Written request
Which lines in the data below contain the word "stadium"? Pull out each of those lines and copy it in full.

Task input
══════

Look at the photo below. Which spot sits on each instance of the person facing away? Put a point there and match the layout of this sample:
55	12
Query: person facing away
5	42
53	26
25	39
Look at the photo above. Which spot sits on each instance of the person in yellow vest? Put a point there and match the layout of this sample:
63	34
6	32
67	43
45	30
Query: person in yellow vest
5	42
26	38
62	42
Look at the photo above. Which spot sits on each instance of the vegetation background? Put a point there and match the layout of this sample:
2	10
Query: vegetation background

══════

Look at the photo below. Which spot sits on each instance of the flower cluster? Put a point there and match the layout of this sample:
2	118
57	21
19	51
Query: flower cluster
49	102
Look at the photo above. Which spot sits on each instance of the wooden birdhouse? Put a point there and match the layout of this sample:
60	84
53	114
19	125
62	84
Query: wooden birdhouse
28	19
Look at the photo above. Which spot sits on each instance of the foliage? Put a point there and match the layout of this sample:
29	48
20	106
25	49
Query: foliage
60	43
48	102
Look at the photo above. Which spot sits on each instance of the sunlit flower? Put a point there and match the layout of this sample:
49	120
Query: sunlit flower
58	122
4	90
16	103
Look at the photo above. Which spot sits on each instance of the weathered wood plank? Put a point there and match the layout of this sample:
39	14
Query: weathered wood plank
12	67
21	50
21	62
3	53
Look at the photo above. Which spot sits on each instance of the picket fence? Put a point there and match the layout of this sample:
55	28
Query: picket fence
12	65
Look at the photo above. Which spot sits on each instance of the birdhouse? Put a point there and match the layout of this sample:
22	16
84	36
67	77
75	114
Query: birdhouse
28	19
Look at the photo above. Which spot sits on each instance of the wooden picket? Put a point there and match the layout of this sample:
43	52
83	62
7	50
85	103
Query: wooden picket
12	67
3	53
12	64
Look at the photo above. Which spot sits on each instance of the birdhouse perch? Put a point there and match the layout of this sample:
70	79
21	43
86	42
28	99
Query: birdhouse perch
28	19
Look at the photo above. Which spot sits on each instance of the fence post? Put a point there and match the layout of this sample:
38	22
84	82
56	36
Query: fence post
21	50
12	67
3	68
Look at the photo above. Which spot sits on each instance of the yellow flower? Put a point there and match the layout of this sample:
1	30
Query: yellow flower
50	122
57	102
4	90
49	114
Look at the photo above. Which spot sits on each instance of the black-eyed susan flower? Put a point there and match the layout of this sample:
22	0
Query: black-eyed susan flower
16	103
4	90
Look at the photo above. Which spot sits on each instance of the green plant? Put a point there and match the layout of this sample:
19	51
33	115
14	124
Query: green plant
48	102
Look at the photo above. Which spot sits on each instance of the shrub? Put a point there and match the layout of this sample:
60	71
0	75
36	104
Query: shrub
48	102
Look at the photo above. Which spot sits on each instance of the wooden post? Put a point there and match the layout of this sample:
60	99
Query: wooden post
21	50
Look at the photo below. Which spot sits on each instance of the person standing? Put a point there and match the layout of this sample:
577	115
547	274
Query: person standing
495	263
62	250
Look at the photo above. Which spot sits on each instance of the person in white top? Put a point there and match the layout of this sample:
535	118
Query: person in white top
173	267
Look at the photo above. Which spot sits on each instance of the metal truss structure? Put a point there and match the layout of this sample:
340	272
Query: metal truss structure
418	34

══════

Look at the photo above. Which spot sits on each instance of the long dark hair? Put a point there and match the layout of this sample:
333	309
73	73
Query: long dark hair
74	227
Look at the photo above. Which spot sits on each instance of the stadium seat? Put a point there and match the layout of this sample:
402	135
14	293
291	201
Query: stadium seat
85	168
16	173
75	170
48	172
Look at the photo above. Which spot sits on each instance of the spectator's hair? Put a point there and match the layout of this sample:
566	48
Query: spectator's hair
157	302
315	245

══════

The response
Look at the photo above. Which spot sits on each instance of the stadium seat? Put a point there and match the layout of this sample:
Query: stadium seat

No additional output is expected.